## DOCUMENT EXTRACT
═══

In Profile: Colin Turnbull

Devotees of all walks of life appeared at Bhagavan’s feet seeking solutions to life’s many challenges. Some only passed through, receiving in one, two, or a few meetings all they needed to carry them along life’s way.

This brings to mind the young British police officer, Frank Humphreys who was stationed in India and, with the help of Pravananda and Ganapathi Muni, was able to meet with Bhagavan in 1910 when the Maharshi was still living on the slopes of Arunachala.

Nearly forty years later, another young Britisher came to Bhagavan. His single visit was brief but impactful. Colin Turnbull, later to become the world-renowned anthropologist, came to see Bhagavan in the New Hall in late 1949, just before Bhagavan, owing to declining health, was confined to the Nirvana room.

A young student at the time, Turnbull had taken up the spiritual search which he combined with his academic interests, studying Indian religion and philosophy at Banaras Hindu University.

Born to an upper-class family in London in 1924, Turnbull was educated at Westminster School and went on to study politics and philosophy at Magdalen College, Oxford. During World War II he served in the Royal Naval Volunteer Reserve. The war experience proved traumatic and a tranche of existential questions would accompany him throughout his life, leading him ultimately to be ordained in his 60s as a Buddhist monk, taking the name, Lobsang Ridgol.

Once having come to India, he had a life-changing experience at the feet of Anandamayi Ma. Not long after this he travelled south to meet Bhagavan. A year later, in 1951, he completed his studies at Benares, earning him a master’s degree. He then travelled to the Belgian Congo with Newton Beal, an American schoolteacher he met in India. The trip inspired him. During this period, he took on an unusual “odd job” in support of film producer Sam Spiegel: assisting in building and transporting a boat used in on-location production for The African Queen (1951).     

Turnbull then spent a year in Yellowknife in the Northwest Territories of Canada working as a geologist and gold miner. He returned to Oxford in 1954, shifting his scholarly focus decisively toward African anthropology. Fieldwork followed—especially in the Congo in 1957–58, and later in Uganda—and he completed a doctorate in anthropology at Oxford in 1964.

Turnbull’s first major success came with The Forest People, a deeply sympathetic account of the Mbuti pygmies of the Ituri Forest[1] of the Belgian Congo. Published in 1961, it was written in vivid, accessible prose and portrayed the people he had studied as egalitarian and spiritually attuned, living with skill and joy amid the forest’s challenges. Based on three years of immersive fieldwork, the book became a bestseller and long remained assigned reading in schools and universities.

The Forest People describes daily life, rituals, and music, highlighting the Mbuti’s humanity, and wisdom. The book celebrated a vanishing world while blending scientific insight with profound emotional understanding. It also contributed to a popular, mid-century view of certain foraging societies as relatively harmonious and morally instructive, counterpoints to Western industrial life.

═══

## TASK DIRECTIONS
In the profile of Colin Turnbull, what name did he take when he was ordained as a Buddhist monk?

## INFORMATION PROVIDED
═══

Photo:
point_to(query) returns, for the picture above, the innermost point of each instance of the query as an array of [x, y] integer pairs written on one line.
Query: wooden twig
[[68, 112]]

═══

## WRITTEN ANSWER
Lobsang Ridgol